■ **Apply what you read**:
1. Reproduce everything in the magnesium passage from "It may take" down to "of this post.".
2. Name every magnesium-rich food the magnesium passage says was part of the primitive diet.

If you do want to do some testing, to prove to your doctor or your family that you are indeed magnesium deficient, I recommend the magnesium RBC blood test. You may repeat it every three to six months, aiming for the optimum value of 6.0–6.5 mg/dL. See Chapter 16 of The Magnesium Miracle, 2017 edition for more on magnesium testing and how to order your own test without a doctor’s prescription.
It may take a year or more to build up your magnesium stores in your muscles and bones. However, it usually takes only a few days or a few weeks to notice health improvements, which lets you know you are on the right path. You aren’t just looking for symptom relief; it’s important to have extra magnesium in reserve for those stressful times that nobody can predict.
Having said that, I must register an official disclaimer that I can’t be responsible in cases where people don’t follow these important recommendations:
- Begin taking magnesium slowly, especially if you have a high toxin load, have a chronic disease, or are on many medications.
- Don’t take copious amounts of magnesium without doing proper testing.
- Be cautious about taking magnesium if you have any of the four contraindications described at the end of this post.
- Along with magnesium, take a multiple-mineral supplement and follow my guidelines for adding sea salt to your drinking water. All of these are necessary to maintain mineral balance.
- Obtain sufficient calcium (600 mg per day) in your daily diet or use a highly absorbable form of calcium as a supplement.
The Fail-safe Of Magnesium
Our bodies have a fail-safe mechanism that prevents us from absorbing too much magnesium. If we consume too much magnesium in our diets or from supplements, the body rids itself of the excess by flushing it out through the bowels with diarrhea. This built-in fail-safe makes magnesium, in my opinion, one of the safest nutrients you can take.
This fail-safe was created during our evolution in a culture living near the ocean where most of humanity survived on produce from the sea. Sea water has three times more magnesium than calcium. So, the primitive diet was high in magnesium-rich foods (seaweed, fish, and shellfish), and low in calcium. Thus, it became important to eliminate too much magnesium via the bowels but grab on to as much calcium as possible via vitamin D.
In current times, we are eating high-calcium foods and calcium-fortified foods, and we’re taking far more calcium supplementation than magnesium. We also take high doses of vitamin D, which holds on to calcium, to our detriment.
What Kind of Magnesium Works Best?
There are so many types of magnesium, what’s the best type and how much should I use?
There are many different types of magnesium, including magnesium oxide and magnesium compounds like glycinate, malate, and citrate powder, but none are as fully absorbed by cells as a picometer magnesium formula. In fact, picometer magnesium is so well absorbed into the cells that there isn’t any left over to make its way into the intestines.

■ **Provided material**:
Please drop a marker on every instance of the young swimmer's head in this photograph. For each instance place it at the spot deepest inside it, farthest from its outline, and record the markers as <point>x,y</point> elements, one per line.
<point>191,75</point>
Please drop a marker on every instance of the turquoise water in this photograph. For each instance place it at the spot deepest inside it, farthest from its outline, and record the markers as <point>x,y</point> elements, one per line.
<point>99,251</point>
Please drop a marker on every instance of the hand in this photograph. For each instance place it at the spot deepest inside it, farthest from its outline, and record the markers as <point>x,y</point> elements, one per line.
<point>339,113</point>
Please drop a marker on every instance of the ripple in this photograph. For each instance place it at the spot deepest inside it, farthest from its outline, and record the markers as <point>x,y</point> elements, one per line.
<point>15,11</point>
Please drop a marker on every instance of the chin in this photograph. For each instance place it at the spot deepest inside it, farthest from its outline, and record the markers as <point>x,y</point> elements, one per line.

■ **Responses to the exercise**:
1.
It may take a year or more to build up your magnesium stores in your muscles and bones. However, it usually takes only a few days or a few weeks to notice health improvements, which lets you know you are on the right path. You aren’t just looking for symptom relief; it’s important to have extra magnesium in reserve for those stressful times that nobody can predict.
Having said that, I must register an official disclaimer that I can’t be responsible in cases where people don’t follow these important recommendations:
- Begin taking magnesium slowly, especially if you have a high toxin load, have a chronic disease, or are on many medications.
- Don’t take copious amounts of magnesium without doing proper testing.
- Be cautious about taking magnesium if you have any of the four contraindications described at the end of this post.

2. Seaweed, fish, and shellfish.